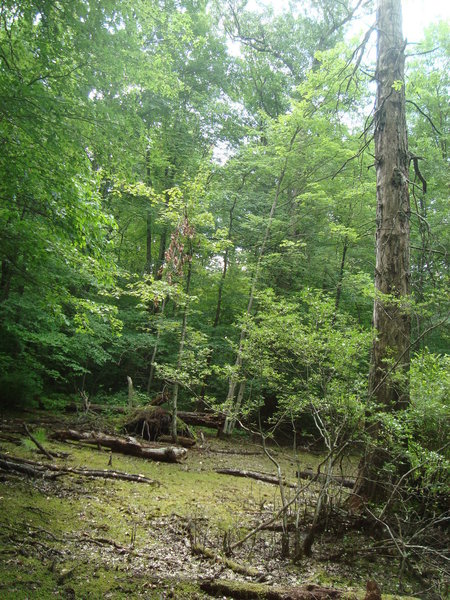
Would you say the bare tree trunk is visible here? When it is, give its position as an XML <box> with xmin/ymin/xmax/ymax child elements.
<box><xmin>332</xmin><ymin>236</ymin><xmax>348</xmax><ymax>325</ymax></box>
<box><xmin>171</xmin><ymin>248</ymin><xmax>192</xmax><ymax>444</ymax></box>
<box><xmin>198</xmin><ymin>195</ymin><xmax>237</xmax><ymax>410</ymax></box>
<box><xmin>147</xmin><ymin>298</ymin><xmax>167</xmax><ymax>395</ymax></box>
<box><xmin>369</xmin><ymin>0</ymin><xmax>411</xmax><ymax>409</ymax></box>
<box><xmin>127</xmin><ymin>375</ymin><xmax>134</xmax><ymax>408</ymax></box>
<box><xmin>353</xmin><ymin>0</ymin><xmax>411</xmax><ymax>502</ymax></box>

=======

● **The problem**
Repeat all of the rows above word for word, but leave the pictures out.

● **Worked answer**
Would you say the bare tree trunk is visible here? When it is, give its position as an XML <box> with xmin/ymin/xmax/ymax child elements.
<box><xmin>332</xmin><ymin>236</ymin><xmax>348</xmax><ymax>325</ymax></box>
<box><xmin>171</xmin><ymin>248</ymin><xmax>192</xmax><ymax>444</ymax></box>
<box><xmin>198</xmin><ymin>195</ymin><xmax>237</xmax><ymax>410</ymax></box>
<box><xmin>147</xmin><ymin>298</ymin><xmax>167</xmax><ymax>395</ymax></box>
<box><xmin>369</xmin><ymin>0</ymin><xmax>411</xmax><ymax>409</ymax></box>
<box><xmin>127</xmin><ymin>375</ymin><xmax>134</xmax><ymax>408</ymax></box>
<box><xmin>353</xmin><ymin>0</ymin><xmax>411</xmax><ymax>502</ymax></box>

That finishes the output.